- What is asked
Find the line that contains "Point out the window in this photo.". Repeat that line and all lines following it, exactly, through the end of the listing below.

---------------

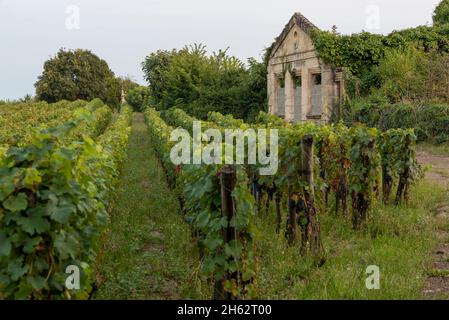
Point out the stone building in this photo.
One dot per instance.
(301, 86)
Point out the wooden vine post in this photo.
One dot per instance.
(228, 182)
(277, 200)
(311, 234)
(403, 186)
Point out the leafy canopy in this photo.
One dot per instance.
(441, 13)
(77, 74)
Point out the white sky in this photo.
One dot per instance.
(124, 32)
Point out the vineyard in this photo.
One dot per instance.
(341, 199)
(321, 167)
(58, 169)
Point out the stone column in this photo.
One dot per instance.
(306, 93)
(271, 89)
(289, 97)
(327, 93)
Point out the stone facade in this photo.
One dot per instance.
(300, 86)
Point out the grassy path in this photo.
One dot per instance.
(436, 160)
(147, 252)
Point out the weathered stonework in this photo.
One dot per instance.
(301, 87)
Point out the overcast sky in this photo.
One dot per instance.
(124, 32)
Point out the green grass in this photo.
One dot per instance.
(398, 240)
(147, 252)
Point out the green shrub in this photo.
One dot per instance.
(430, 121)
(139, 98)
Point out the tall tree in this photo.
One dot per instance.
(441, 13)
(77, 74)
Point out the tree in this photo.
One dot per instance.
(192, 80)
(138, 98)
(441, 13)
(77, 74)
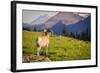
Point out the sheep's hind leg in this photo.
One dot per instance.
(46, 50)
(38, 51)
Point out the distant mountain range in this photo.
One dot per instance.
(67, 22)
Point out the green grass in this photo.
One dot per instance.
(60, 48)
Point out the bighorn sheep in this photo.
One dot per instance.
(43, 42)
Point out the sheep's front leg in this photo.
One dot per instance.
(38, 51)
(47, 50)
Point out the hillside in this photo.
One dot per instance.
(60, 48)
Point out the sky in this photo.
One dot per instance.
(31, 15)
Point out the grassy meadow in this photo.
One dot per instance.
(61, 48)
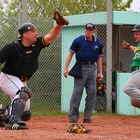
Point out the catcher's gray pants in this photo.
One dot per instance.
(132, 87)
(10, 85)
(89, 82)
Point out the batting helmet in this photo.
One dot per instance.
(136, 28)
(26, 27)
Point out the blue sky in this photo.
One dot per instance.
(135, 5)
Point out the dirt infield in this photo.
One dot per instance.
(54, 128)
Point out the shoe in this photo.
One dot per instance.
(73, 121)
(2, 124)
(17, 126)
(87, 121)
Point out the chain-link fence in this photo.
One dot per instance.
(46, 83)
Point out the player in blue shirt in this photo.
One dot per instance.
(88, 51)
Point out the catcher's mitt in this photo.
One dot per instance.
(78, 129)
(135, 102)
(125, 45)
(100, 87)
(60, 20)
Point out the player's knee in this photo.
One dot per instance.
(126, 90)
(26, 116)
(25, 93)
(135, 102)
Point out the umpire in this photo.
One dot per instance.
(21, 62)
(89, 51)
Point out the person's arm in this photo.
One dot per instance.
(48, 38)
(100, 68)
(132, 48)
(127, 46)
(68, 60)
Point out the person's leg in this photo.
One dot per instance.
(91, 94)
(132, 87)
(79, 85)
(75, 100)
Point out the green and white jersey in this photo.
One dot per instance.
(136, 58)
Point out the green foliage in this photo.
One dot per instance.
(121, 6)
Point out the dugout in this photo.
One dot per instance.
(122, 23)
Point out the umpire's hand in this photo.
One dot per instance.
(65, 73)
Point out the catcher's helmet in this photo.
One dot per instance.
(136, 28)
(26, 27)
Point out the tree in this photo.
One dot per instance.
(121, 6)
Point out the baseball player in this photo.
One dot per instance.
(21, 62)
(132, 87)
(88, 50)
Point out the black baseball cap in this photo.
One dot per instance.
(90, 26)
(26, 27)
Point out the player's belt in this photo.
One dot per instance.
(87, 62)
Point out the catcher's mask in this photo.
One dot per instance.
(25, 27)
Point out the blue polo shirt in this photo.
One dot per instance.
(87, 50)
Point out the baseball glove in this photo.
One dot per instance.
(100, 87)
(125, 45)
(60, 20)
(78, 129)
(135, 102)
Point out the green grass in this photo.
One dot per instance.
(58, 113)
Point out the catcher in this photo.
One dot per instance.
(132, 87)
(21, 62)
(78, 129)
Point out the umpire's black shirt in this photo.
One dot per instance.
(19, 60)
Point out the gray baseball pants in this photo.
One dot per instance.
(88, 82)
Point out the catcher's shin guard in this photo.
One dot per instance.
(17, 107)
(26, 116)
(3, 115)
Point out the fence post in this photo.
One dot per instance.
(109, 57)
(24, 12)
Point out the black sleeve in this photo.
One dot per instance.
(41, 42)
(6, 52)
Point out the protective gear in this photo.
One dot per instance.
(78, 129)
(125, 45)
(60, 20)
(17, 126)
(136, 28)
(26, 27)
(135, 102)
(17, 107)
(3, 115)
(23, 91)
(26, 116)
(100, 86)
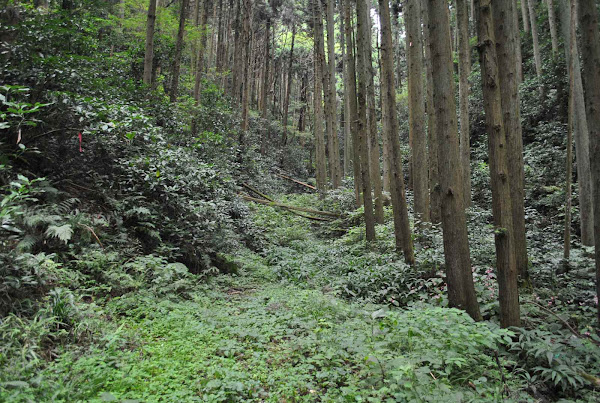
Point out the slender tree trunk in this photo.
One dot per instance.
(590, 35)
(353, 105)
(434, 179)
(506, 33)
(237, 69)
(508, 285)
(397, 192)
(221, 52)
(552, 23)
(334, 144)
(286, 104)
(524, 15)
(149, 56)
(247, 35)
(461, 290)
(363, 35)
(384, 119)
(265, 72)
(418, 141)
(464, 69)
(581, 133)
(178, 50)
(201, 49)
(346, 110)
(374, 150)
(519, 53)
(572, 45)
(318, 97)
(303, 103)
(537, 56)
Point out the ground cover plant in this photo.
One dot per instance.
(186, 222)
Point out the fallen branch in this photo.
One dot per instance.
(289, 207)
(296, 181)
(93, 233)
(264, 196)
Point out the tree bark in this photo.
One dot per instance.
(434, 179)
(588, 17)
(149, 56)
(334, 144)
(537, 57)
(353, 105)
(524, 15)
(374, 150)
(500, 180)
(507, 34)
(461, 290)
(363, 35)
(464, 69)
(178, 50)
(552, 23)
(402, 232)
(318, 97)
(581, 134)
(346, 110)
(286, 105)
(572, 45)
(247, 59)
(200, 50)
(417, 139)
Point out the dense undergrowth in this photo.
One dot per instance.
(130, 269)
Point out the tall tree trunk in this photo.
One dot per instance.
(401, 220)
(236, 71)
(518, 50)
(318, 97)
(434, 179)
(464, 69)
(221, 52)
(397, 27)
(506, 33)
(524, 16)
(334, 144)
(581, 132)
(286, 104)
(418, 141)
(247, 35)
(303, 103)
(353, 105)
(178, 50)
(461, 290)
(265, 72)
(508, 285)
(385, 121)
(552, 23)
(201, 49)
(363, 35)
(149, 56)
(572, 45)
(374, 150)
(537, 56)
(346, 110)
(590, 35)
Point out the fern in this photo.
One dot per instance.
(64, 232)
(27, 243)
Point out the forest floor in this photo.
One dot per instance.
(251, 336)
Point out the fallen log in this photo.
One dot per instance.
(296, 181)
(289, 207)
(252, 189)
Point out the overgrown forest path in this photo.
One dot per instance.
(256, 336)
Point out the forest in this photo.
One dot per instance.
(299, 201)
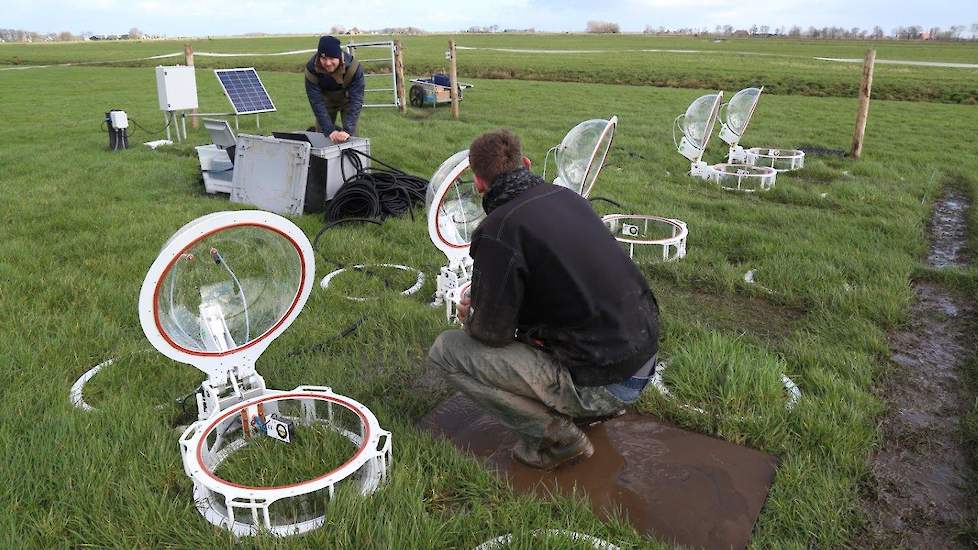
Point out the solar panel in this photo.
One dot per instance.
(245, 90)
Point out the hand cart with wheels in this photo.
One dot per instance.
(433, 91)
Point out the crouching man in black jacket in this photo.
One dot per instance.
(561, 326)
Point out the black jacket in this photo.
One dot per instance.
(319, 83)
(546, 268)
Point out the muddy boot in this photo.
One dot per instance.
(569, 445)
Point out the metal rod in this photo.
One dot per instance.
(453, 76)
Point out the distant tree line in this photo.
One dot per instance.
(20, 35)
(912, 32)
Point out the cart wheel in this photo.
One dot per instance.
(417, 96)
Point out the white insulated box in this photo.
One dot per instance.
(176, 88)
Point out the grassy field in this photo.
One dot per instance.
(783, 66)
(833, 248)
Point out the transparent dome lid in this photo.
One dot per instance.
(582, 153)
(740, 109)
(454, 206)
(228, 289)
(700, 118)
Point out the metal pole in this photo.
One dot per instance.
(399, 76)
(453, 74)
(865, 90)
(188, 52)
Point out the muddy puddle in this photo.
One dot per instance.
(671, 484)
(918, 495)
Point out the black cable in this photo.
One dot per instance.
(374, 193)
(609, 201)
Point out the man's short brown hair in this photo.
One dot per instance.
(495, 153)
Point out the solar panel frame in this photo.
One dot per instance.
(247, 96)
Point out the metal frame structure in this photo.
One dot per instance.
(247, 510)
(782, 160)
(595, 161)
(351, 48)
(732, 136)
(454, 279)
(694, 151)
(673, 245)
(743, 177)
(234, 392)
(418, 283)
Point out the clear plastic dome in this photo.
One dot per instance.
(228, 289)
(700, 118)
(459, 206)
(740, 109)
(582, 153)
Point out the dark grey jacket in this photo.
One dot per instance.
(548, 271)
(325, 84)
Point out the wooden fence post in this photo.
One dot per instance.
(453, 77)
(399, 75)
(188, 52)
(865, 90)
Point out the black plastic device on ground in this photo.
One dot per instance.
(118, 137)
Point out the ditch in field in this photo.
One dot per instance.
(918, 494)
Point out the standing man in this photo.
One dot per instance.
(561, 327)
(334, 84)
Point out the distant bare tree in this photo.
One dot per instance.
(603, 27)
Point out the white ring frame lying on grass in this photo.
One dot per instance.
(745, 178)
(794, 393)
(188, 309)
(673, 245)
(419, 282)
(506, 540)
(77, 399)
(782, 160)
(76, 394)
(246, 510)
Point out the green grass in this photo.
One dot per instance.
(835, 245)
(784, 66)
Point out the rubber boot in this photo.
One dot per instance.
(564, 443)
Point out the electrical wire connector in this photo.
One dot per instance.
(274, 427)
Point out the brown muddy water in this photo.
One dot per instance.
(918, 495)
(677, 486)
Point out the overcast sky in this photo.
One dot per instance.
(213, 17)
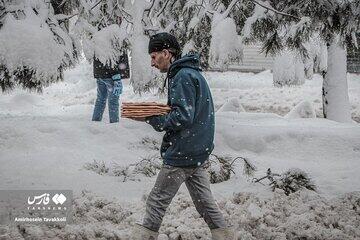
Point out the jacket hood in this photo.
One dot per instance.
(190, 60)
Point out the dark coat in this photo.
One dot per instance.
(190, 125)
(106, 71)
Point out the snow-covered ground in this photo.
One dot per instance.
(46, 140)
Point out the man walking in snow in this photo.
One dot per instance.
(187, 143)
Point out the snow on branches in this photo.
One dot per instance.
(35, 47)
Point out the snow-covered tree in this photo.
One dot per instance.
(35, 45)
(293, 23)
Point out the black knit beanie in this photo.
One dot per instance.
(164, 40)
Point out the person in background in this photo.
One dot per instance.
(109, 87)
(187, 143)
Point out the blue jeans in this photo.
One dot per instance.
(105, 91)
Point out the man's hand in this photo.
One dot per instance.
(140, 119)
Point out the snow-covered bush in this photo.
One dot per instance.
(148, 166)
(221, 168)
(98, 167)
(290, 181)
(288, 70)
(35, 47)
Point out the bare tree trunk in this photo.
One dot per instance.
(336, 105)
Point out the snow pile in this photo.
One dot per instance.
(225, 44)
(303, 110)
(288, 69)
(301, 215)
(231, 105)
(106, 44)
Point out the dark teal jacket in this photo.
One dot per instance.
(190, 125)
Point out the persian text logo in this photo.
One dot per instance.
(44, 199)
(59, 199)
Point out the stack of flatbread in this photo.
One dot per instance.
(143, 109)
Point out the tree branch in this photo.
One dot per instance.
(163, 8)
(274, 10)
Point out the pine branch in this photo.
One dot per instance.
(274, 10)
(163, 8)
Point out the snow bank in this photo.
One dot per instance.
(232, 105)
(225, 44)
(303, 110)
(302, 215)
(288, 69)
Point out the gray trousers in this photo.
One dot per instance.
(168, 183)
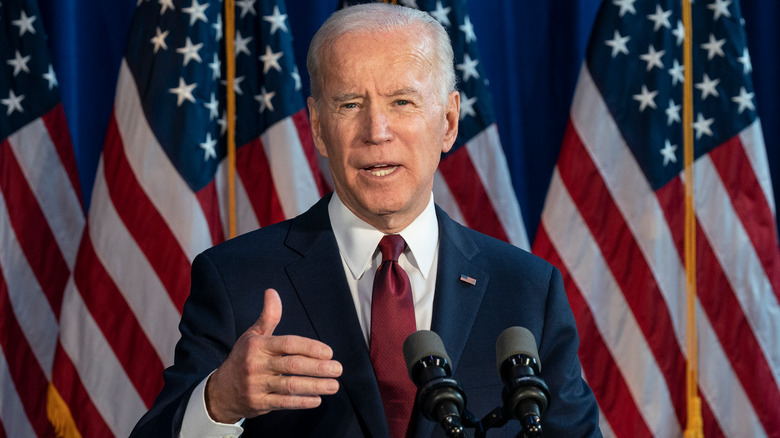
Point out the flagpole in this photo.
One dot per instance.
(694, 427)
(230, 69)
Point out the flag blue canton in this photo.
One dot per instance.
(176, 55)
(635, 57)
(28, 85)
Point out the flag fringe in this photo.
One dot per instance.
(59, 415)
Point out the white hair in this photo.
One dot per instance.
(373, 17)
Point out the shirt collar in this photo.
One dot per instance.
(357, 240)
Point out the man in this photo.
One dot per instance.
(295, 360)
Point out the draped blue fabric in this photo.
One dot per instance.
(531, 50)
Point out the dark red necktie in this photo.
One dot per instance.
(392, 320)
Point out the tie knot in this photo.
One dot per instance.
(391, 246)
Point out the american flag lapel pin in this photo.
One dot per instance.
(466, 279)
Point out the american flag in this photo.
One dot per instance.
(473, 184)
(160, 193)
(41, 218)
(614, 214)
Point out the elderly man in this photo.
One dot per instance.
(318, 353)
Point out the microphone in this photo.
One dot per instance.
(439, 396)
(525, 394)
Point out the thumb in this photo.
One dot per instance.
(271, 315)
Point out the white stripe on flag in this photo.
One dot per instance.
(486, 155)
(633, 196)
(41, 165)
(726, 397)
(290, 170)
(134, 277)
(171, 196)
(753, 141)
(738, 259)
(28, 301)
(443, 197)
(100, 372)
(614, 318)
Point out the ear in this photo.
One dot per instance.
(314, 120)
(452, 115)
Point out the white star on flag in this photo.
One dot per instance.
(271, 60)
(702, 126)
(197, 12)
(660, 18)
(744, 100)
(209, 147)
(13, 102)
(468, 67)
(646, 98)
(277, 20)
(159, 40)
(190, 51)
(618, 44)
(246, 7)
(24, 23)
(653, 58)
(19, 63)
(183, 92)
(668, 152)
(707, 87)
(714, 47)
(440, 14)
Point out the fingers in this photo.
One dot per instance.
(271, 315)
(303, 366)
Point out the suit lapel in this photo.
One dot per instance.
(332, 313)
(456, 301)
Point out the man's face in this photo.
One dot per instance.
(382, 123)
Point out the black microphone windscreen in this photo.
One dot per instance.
(421, 344)
(514, 341)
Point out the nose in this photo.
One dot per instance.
(377, 125)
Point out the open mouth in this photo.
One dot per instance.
(381, 169)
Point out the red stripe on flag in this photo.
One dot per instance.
(301, 121)
(57, 126)
(143, 221)
(466, 187)
(32, 230)
(604, 377)
(28, 376)
(751, 206)
(719, 302)
(86, 416)
(625, 260)
(119, 326)
(209, 203)
(255, 171)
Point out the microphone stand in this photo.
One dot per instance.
(498, 417)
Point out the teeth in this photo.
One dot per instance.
(382, 170)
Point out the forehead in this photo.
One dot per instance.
(384, 58)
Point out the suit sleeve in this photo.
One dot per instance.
(207, 335)
(572, 410)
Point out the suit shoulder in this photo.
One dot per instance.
(252, 241)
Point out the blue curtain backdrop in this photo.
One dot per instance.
(532, 52)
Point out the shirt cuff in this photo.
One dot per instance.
(198, 423)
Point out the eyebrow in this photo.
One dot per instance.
(345, 97)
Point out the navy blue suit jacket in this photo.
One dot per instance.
(300, 259)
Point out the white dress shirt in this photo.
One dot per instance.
(357, 242)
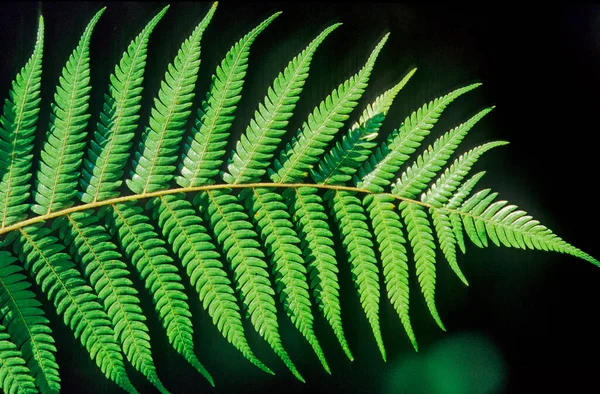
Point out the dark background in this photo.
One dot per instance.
(527, 323)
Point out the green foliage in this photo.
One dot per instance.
(258, 242)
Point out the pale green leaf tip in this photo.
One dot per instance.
(415, 345)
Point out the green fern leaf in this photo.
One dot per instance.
(463, 192)
(444, 187)
(17, 127)
(421, 240)
(147, 252)
(52, 269)
(102, 170)
(505, 224)
(356, 238)
(235, 225)
(63, 150)
(204, 151)
(236, 236)
(317, 249)
(255, 148)
(296, 160)
(338, 166)
(445, 234)
(14, 374)
(270, 215)
(416, 178)
(387, 159)
(90, 244)
(185, 231)
(154, 159)
(477, 203)
(25, 321)
(387, 227)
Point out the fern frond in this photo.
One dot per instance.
(210, 227)
(338, 166)
(356, 238)
(254, 150)
(54, 272)
(191, 242)
(507, 225)
(17, 127)
(102, 170)
(15, 377)
(386, 160)
(147, 252)
(421, 240)
(204, 150)
(269, 213)
(387, 227)
(25, 321)
(444, 187)
(317, 249)
(62, 152)
(236, 236)
(447, 240)
(155, 156)
(91, 246)
(416, 178)
(463, 192)
(299, 156)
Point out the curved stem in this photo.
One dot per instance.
(135, 197)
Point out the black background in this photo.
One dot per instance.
(539, 66)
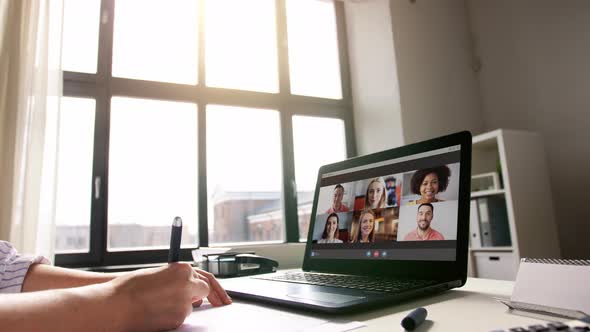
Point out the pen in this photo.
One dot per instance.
(175, 237)
(414, 318)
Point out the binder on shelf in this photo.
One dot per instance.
(474, 238)
(494, 229)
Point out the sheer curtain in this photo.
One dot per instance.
(30, 87)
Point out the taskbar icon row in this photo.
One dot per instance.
(367, 254)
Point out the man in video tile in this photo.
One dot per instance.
(424, 232)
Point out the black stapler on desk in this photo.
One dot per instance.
(228, 265)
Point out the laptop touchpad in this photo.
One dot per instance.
(326, 297)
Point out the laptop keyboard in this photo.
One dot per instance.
(377, 284)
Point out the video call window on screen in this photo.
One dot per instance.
(417, 205)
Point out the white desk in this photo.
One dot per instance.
(470, 308)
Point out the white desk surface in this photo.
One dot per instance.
(470, 308)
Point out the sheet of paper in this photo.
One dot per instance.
(554, 285)
(250, 317)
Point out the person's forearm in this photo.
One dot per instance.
(89, 308)
(42, 277)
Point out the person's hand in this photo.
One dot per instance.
(217, 295)
(161, 298)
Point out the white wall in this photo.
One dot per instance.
(438, 88)
(411, 71)
(376, 104)
(536, 76)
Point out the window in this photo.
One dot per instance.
(217, 111)
(244, 174)
(317, 141)
(74, 174)
(152, 177)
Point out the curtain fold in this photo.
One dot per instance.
(30, 88)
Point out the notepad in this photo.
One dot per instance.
(556, 286)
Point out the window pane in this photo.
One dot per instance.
(156, 40)
(74, 174)
(317, 141)
(314, 63)
(80, 35)
(241, 45)
(152, 172)
(244, 175)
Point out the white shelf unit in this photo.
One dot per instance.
(519, 157)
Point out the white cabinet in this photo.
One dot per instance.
(523, 198)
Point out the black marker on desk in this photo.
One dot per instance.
(175, 237)
(414, 318)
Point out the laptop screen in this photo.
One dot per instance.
(404, 208)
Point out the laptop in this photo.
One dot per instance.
(385, 227)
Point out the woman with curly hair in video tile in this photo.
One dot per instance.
(365, 232)
(376, 195)
(330, 234)
(428, 182)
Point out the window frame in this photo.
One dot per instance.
(102, 87)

---------------

- Response to the exercise
Point out the window in this photo.
One dot per instance.
(217, 111)
(244, 174)
(317, 141)
(74, 174)
(152, 177)
Point out the curtain fold in this photo.
One dot per instance.
(30, 88)
Point out the notepad in this photo.
One dot per instance.
(556, 286)
Point out the window pane in this photo.
One dot per instance.
(156, 40)
(74, 174)
(317, 141)
(314, 63)
(80, 35)
(241, 45)
(152, 172)
(244, 175)
Point out the white shelf unit in this photo.
One dot per instance.
(519, 157)
Point out the white cabinet in this photo.
One dot per instance.
(523, 198)
Point out the black marker on desk in this photo.
One dot per instance.
(175, 237)
(414, 318)
Point out the laptop screen in this photo.
One dot per instance.
(404, 208)
Point out the laptop in this photo.
One dot per instance.
(385, 227)
Point out the woman with curly hair in video tile in this photo.
One dot per instance.
(365, 232)
(376, 195)
(330, 234)
(428, 182)
Point out the window frame in this photo.
One dot per instance.
(102, 87)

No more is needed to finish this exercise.